**Instruction**.
All records below must be retyped exactly.
= = = = = = =
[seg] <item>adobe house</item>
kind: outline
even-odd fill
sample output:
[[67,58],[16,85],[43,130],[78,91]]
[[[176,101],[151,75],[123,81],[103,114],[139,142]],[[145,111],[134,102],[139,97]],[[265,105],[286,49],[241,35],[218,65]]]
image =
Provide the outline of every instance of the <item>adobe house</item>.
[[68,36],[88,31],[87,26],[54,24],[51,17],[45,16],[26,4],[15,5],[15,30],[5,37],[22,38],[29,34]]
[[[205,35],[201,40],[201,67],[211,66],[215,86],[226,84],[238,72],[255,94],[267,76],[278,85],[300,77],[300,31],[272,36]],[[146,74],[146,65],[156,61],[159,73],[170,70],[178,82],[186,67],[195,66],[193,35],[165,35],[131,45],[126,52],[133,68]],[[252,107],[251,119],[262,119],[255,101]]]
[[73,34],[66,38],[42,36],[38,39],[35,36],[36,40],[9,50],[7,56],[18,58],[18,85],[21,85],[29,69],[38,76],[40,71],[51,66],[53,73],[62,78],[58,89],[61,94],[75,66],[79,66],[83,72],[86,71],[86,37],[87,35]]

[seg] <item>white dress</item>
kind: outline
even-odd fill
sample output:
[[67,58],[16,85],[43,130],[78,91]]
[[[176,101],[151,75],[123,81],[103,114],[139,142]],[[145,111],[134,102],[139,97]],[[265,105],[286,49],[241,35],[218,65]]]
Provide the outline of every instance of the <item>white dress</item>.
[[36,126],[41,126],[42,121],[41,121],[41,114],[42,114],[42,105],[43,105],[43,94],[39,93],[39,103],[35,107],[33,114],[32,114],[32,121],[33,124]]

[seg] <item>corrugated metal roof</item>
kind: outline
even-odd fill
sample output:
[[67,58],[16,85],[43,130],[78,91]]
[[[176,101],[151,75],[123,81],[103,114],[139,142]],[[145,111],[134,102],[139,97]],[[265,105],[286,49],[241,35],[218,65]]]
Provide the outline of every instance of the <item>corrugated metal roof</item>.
= = = = = = =
**Written answer**.
[seg] <item>adobe house</item>
kind: outline
even-odd fill
sample output:
[[67,58],[16,85],[43,130],[78,91]]
[[[176,101],[151,75],[123,81],[103,114],[139,142]],[[145,111],[134,102],[139,97]],[[265,105],[286,49],[241,35],[218,65]]]
image =
Provide the outline of every instance of the <item>adobe house</item>.
[[68,36],[88,31],[87,26],[54,24],[51,17],[45,16],[26,4],[15,5],[15,30],[5,37],[22,38],[29,34]]
[[[205,35],[201,40],[201,67],[211,66],[215,86],[226,84],[238,72],[255,94],[267,76],[278,85],[300,77],[300,31],[272,36]],[[146,74],[146,65],[156,61],[159,73],[170,70],[178,82],[186,67],[195,66],[193,35],[165,35],[131,45],[126,52],[133,68]],[[252,107],[251,119],[262,119],[255,101]]]
[[73,34],[66,38],[42,36],[38,39],[35,36],[36,40],[9,50],[7,56],[18,58],[18,85],[21,85],[29,69],[38,76],[40,71],[51,66],[53,73],[62,78],[58,89],[61,94],[75,66],[79,66],[83,72],[86,71],[86,37],[87,35]]

[seg] <item>white dress</item>
kind: outline
even-odd fill
sample output:
[[67,58],[16,85],[43,130],[78,91]]
[[[176,101],[151,75],[123,81],[103,114],[139,142]],[[145,111],[134,102],[139,97]],[[265,105],[286,49],[241,35],[218,65]]]
Provide the outline of every instance of the <item>white dress</item>.
[[36,126],[41,126],[42,121],[41,121],[41,114],[42,114],[42,105],[43,105],[43,94],[39,93],[39,103],[35,107],[33,114],[32,114],[32,121],[33,124]]

[seg] <item>corrugated metal roof</item>
kind: outline
even-odd fill
sample output:
[[67,58],[16,85],[43,130],[78,91]]
[[[176,101],[151,75],[123,81],[103,114],[139,142]],[[145,111],[134,102],[139,97]],[[265,105],[286,49],[241,35],[218,65]]]
Provide the outline of every instance of the <item>corrugated metal roof</item>.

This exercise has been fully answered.